Natural-language object grounding data:
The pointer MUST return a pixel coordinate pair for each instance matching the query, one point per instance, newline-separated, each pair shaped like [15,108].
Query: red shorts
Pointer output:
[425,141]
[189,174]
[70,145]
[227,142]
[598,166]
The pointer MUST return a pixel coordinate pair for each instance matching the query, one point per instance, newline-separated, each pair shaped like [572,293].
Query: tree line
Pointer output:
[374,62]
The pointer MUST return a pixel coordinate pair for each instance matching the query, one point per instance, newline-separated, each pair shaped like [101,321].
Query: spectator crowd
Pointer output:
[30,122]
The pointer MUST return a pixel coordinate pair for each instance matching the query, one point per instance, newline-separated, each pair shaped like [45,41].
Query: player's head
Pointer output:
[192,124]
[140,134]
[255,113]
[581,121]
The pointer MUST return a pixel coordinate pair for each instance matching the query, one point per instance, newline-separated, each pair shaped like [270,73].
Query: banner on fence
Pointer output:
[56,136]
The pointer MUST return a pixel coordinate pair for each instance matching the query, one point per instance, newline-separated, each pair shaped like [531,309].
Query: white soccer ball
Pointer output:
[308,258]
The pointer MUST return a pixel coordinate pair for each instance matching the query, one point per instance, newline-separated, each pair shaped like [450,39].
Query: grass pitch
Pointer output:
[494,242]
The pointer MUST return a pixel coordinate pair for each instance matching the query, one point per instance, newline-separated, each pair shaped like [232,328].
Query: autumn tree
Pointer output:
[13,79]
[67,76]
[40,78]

EXERCISE: Your answer must be the line containing "Query: red shorts" and every line after it through the end of the records above, reproduced exactly and alone.

FINAL ANSWER:
Query: red shorts
Pointer output:
[425,141]
[189,174]
[70,145]
[227,142]
[598,166]
The pointer MUST return a pixel coordinate pair for each instance matching the query, one point per instance, newline-separated, each pair shaped like [572,293].
Query: tree line
Pointer output:
[374,62]
The pointer MUST return a pixel coordinate pair for each instance matching the query, one point per instance, newline-separated, each pair shaped like [101,321].
Query: spectator crowd
Pointer output:
[30,122]
The pointer MUST return a pixel coordinate pair for each instance matching the query, one point per instance, newline-separated, each pair shaped like [45,41].
Query: player's head
Pointer output:
[192,124]
[140,134]
[255,113]
[581,121]
The pointer MUST return a pixel coordinate pair for each instance matching the query, one point per instance, newline-separated, each pair shaped like [270,73].
Query: banner on fence
Pointer output:
[56,136]
The pointer MUST return a pixel coordinate pair for each instance matching the query, one point per instance, newline-separated, each pair shaped like [531,309].
Query: white soccer ball
Pointer output:
[308,258]
The pointer MUST return a pixel coordinate pair for each instance matching the query, one point per instance, newline-separated, each pair shaped like [450,39].
Query: grass pitch
Pointer output:
[494,242]
The pointer MUST return a pixel coordinate pair for each instance matching the query, one point per instance, newline-separated, each pair shaped like [232,328].
Query: autumn tree
Pointer output:
[13,79]
[67,76]
[40,78]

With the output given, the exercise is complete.